── GIVEN ENTRIES ──

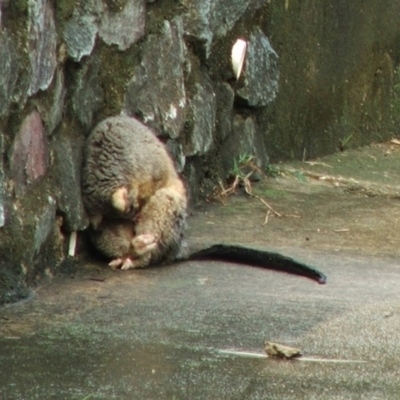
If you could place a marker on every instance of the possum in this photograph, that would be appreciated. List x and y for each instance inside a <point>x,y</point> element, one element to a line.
<point>137,204</point>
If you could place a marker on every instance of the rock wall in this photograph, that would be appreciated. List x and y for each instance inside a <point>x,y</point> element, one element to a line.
<point>317,74</point>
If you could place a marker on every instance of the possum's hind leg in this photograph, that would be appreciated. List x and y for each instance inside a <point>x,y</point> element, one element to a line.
<point>163,217</point>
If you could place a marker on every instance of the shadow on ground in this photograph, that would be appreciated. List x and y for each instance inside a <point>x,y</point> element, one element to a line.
<point>157,333</point>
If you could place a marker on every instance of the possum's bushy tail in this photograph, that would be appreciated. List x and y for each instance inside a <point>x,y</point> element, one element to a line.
<point>258,258</point>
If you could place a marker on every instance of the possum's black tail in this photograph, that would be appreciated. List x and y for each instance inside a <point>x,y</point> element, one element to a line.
<point>258,258</point>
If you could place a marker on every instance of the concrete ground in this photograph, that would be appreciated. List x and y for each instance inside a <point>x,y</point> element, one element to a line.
<point>178,332</point>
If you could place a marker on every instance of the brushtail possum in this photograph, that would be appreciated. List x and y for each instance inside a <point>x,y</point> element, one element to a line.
<point>137,204</point>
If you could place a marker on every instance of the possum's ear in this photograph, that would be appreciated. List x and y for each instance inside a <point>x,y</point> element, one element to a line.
<point>119,199</point>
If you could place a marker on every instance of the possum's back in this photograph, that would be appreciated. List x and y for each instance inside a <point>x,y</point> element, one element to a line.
<point>121,151</point>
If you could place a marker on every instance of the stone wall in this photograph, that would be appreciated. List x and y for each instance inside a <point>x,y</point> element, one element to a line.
<point>317,73</point>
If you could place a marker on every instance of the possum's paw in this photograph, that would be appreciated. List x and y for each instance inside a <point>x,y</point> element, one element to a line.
<point>122,263</point>
<point>144,243</point>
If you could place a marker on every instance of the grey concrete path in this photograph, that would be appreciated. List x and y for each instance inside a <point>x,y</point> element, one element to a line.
<point>94,333</point>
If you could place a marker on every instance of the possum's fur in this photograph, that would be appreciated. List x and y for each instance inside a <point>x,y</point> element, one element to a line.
<point>135,200</point>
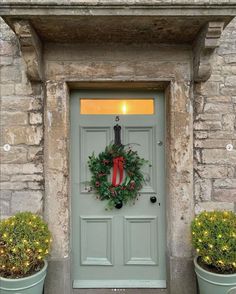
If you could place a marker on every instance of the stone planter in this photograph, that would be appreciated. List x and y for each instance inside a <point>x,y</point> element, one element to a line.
<point>28,285</point>
<point>214,283</point>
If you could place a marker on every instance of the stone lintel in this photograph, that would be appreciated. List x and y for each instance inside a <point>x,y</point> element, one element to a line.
<point>205,44</point>
<point>118,7</point>
<point>31,48</point>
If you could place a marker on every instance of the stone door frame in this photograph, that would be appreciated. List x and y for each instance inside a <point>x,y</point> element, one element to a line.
<point>179,177</point>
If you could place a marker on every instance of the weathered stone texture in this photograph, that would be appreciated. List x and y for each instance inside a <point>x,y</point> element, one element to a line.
<point>214,129</point>
<point>21,171</point>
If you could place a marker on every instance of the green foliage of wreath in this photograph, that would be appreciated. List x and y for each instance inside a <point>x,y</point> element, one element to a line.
<point>100,167</point>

───

→ TASK GOAL
Pictures aside, every entry above must be repeated exactly.

→ COMPLETED TASK
If you could place a marker on every instance of the possum in this photograph, that would be appreciated. List x and y for each instance inside a <point>x,y</point> element, one element to a line.
<point>137,204</point>
If you could place a marker on every instance of the rock wall in this photograph, that would be appreciated. List x and y for each instance inside a <point>x,y</point> element, one element to a line.
<point>317,74</point>
If you could place a marker on every instance of the possum's hind leg in this photograph, that would be appreciated. List x and y for each instance inside a <point>x,y</point> element, one element to a line.
<point>163,217</point>
If you could place a marker on every instance of the shadow on ground in this photograph, that would be appreciated. List x and y for each instance inside a <point>x,y</point> element, one element to a line.
<point>157,333</point>
If you could place a marker on every instance of the possum's bushy tail in this photograph, that would be appreciated. List x and y for each instance inside a <point>x,y</point> element, one element to a line.
<point>258,258</point>
If you could place a marker on every instance of the possum's black tail in this photograph, that would be appreciated. List x and y for each instance inside a <point>x,y</point> element, one element to a line.
<point>258,258</point>
If you could place a marker on every instance of the concrete ground in this photograph, that would be appreciated. List x and y for each instance inside a <point>x,y</point> element, one element to a line.
<point>178,332</point>
If you could place a marker on every instance of the brushtail possum in this photograph, that would be appreciated. List x and y for each instance inside a <point>x,y</point> element, one element to a line.
<point>137,204</point>
If you could place a marker on every instance of the possum's ear in this photograph, that would be appreciated. List x and y for each instance inside a <point>x,y</point> element, one element to a line.
<point>119,199</point>
If you could place a marker on every instance of the possum's back in this photograph, that would be appreciated. List x and y for each instance inside a <point>x,y</point> element, one element to a line.
<point>121,151</point>
If you could place a marker on every instance of the stone wall in this photograph, that would be appreciated. List x and y for each instance inside a <point>x,y</point> element, one element to a line.
<point>317,73</point>
If you could place a marker on every instance of the possum's paw in this photograph, that would be appreciated. List x and y for each instance inside a <point>x,y</point> element, one element to a line.
<point>122,263</point>
<point>144,243</point>
If you could place a marker on every instance of the grey concrete path in this photograph, that would be appreciated. List x and y for each instance inside a <point>x,y</point> element, one element to a line.
<point>94,333</point>
If you could place a marker on every instance of the possum's fur in this photograph, that would be appreciated. List x and y for each instance inside a <point>x,y</point> element, one element to a line.
<point>135,200</point>
If you could place a marker on every instance of the stone planter in this photograph, that would be appreciated. List x and y for each instance inside a <point>x,y</point> element, one element to a line.
<point>28,285</point>
<point>214,283</point>
If you could place a marker on every instance of the stone lintel in this photograph, that would be appreciated. List x and y for each instance inside a <point>x,y</point> element, one element to a line.
<point>205,44</point>
<point>118,7</point>
<point>31,48</point>
If you could place a marker on every instance of the stone door frame in this photograph, that would be appreciated. List x and y for each instance inside a <point>x,y</point> element, one element to a line.
<point>179,177</point>
If you could place a marker on every instance of the weathered stone texture in this photograph, that would be appreciated. List x and y for each instance inside a <point>x,y</point> element, one element to a line.
<point>214,129</point>
<point>21,171</point>
If you could place a marker on every instance of the green foliage of wreath in this photograph, that would be appreciated. List x and y for each instance inside a <point>x,y</point> element, one element to a line.
<point>100,167</point>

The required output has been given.